IBC 602 – Healthcare Statistics
Overview of statistical methods and applications to behavioral health. This course is focused on providing students with the requisite knowledge to analyze and report on the data for their Culminating Projects. Students are strongly encouraged to take this course, particularly if they are not currently comfortable with analyzing data utilizing either Excel or SPSS. (3 credits)
IBC 610 – Behavioral and Psychological Assessment in Primary Care
Behavioral and Psychological Assessment in Primary Care - Overview of principles of measurement (e.g., validity, reliability), screening and diagnosis in primary care settings, focus on depression, anxiety, chronic health conditions, and quality of life. Students are recommended to take this course in order to assist with the identification of measurement tools for use in their Culminating Project. (3 credits)
IBC 624 – Integrated Behavioral Health for Children and Adolescents
Overview of common presenting problems for children and adolescents in primary care. Review of strategies and techniques for working with children and adolescents, including application of the Biodyne Model and other evidence–based approaches. (3 credits)
IBC 634 – Behavior Change Strategies and Techniques in Primary Care
Major theories, strategies and techniques of behavior change for lifestyle and medication adherence problems that contribute to poor health outcome. Focus on nutrition, activity/exercise, and smoking cessation. (3 credits)
IBC 660 – Legal, Ethical and Professional Issues in Health Care
Overview of legal, ethical and professional issues specific to the behavioral clinician in health care. Topics include ethical issues in e–Health, communication in an integrated care setting, and common ethical concerns of integrated healthcare settings. (3 credits)
IBC 670 – Integrated Care for Substance Use Disorders
Review of evidence based approaches to working with substance use and misuse in the primary care clinic. Particular emphasis is placed on screening, brief intervention, and referral to treatment (SBIRT) and motivational interviewing approaches. (3 credits)

[Data]:
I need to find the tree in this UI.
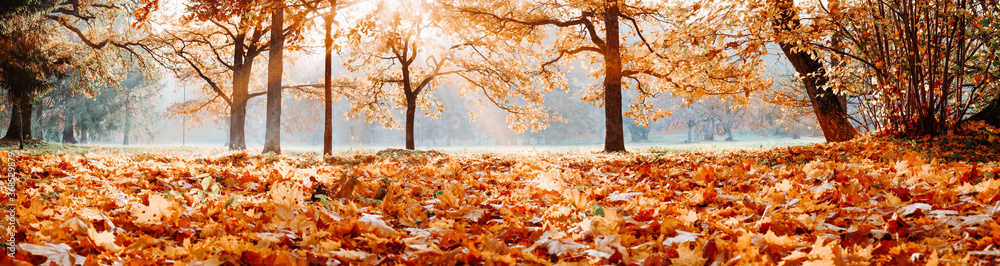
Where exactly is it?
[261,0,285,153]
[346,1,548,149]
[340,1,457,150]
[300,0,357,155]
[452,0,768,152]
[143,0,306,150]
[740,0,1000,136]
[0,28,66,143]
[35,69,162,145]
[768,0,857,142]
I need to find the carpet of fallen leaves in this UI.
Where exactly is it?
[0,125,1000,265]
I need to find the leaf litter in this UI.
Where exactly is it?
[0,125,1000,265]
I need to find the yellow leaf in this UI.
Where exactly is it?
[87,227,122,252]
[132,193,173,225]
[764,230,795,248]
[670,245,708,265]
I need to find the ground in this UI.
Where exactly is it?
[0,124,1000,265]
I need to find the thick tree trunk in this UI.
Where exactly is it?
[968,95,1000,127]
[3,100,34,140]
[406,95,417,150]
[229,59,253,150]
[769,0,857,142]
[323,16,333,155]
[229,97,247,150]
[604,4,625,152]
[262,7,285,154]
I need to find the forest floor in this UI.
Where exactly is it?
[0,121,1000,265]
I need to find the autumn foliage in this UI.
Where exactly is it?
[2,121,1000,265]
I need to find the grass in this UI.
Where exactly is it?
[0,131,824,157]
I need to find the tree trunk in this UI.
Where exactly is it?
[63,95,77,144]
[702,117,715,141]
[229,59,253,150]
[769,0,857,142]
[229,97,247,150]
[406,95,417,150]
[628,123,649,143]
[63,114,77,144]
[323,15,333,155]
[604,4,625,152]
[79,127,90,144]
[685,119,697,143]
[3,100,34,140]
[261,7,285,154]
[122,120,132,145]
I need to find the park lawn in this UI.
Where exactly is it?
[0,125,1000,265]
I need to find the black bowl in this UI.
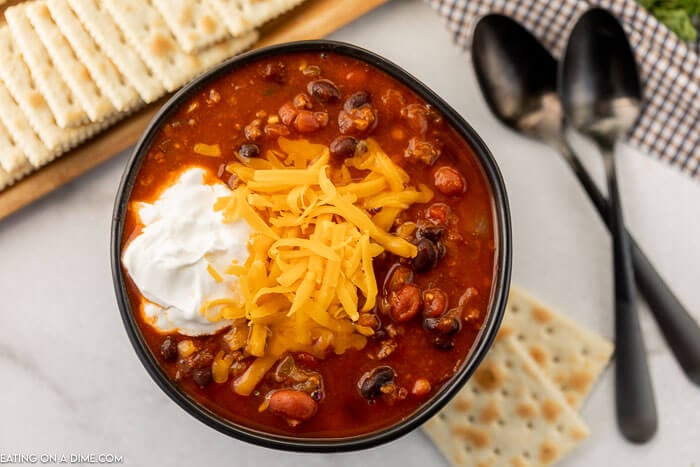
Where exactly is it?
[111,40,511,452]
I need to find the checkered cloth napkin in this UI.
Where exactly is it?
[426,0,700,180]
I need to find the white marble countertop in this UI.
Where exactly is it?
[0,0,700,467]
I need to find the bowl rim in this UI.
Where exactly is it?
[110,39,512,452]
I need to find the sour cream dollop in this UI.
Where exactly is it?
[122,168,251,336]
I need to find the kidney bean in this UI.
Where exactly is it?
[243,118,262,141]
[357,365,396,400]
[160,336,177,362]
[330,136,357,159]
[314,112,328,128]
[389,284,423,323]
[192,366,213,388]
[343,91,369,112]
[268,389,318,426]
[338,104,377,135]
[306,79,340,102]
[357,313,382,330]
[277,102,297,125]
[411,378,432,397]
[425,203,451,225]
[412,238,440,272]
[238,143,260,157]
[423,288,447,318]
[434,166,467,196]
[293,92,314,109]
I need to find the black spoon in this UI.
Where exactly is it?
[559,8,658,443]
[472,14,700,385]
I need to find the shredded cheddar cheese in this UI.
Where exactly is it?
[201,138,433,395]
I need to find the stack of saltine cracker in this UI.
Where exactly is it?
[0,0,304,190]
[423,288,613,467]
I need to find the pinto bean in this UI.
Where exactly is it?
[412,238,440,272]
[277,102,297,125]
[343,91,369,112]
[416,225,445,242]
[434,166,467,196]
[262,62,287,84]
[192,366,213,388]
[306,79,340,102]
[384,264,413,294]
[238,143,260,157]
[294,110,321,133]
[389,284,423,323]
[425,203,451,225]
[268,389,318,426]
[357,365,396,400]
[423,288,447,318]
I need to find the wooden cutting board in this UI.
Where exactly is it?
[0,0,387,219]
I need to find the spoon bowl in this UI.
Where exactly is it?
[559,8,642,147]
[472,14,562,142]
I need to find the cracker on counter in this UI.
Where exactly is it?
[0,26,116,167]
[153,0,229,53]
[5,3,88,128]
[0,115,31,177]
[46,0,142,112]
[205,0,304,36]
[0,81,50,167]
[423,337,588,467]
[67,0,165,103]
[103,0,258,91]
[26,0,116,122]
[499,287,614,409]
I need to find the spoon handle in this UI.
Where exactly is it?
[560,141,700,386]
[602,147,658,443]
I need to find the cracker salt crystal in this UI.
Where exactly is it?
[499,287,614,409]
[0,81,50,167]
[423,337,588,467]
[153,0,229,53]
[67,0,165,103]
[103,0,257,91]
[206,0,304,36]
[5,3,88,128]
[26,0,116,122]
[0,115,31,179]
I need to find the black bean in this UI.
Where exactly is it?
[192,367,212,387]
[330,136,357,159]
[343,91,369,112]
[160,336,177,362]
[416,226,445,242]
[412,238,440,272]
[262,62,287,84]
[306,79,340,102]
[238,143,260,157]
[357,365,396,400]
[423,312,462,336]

[Your assignment]: Copy word for word the part of the course descriptions that opens with "IBC 624 – Integrated" and closes with "evidence–based approaches. (3 credits)". The rows are separate material and have nothing to do with the course descriptions.

[Output]:
IBC 624 – Integrated Behavioral Health for Children and Adolescents
Overview of common presenting problems for children and adolescents in primary care. Review of strategies and techniques for working with children and adolescents, including application of the Biodyne Model and other evidence–based approaches. (3 credits)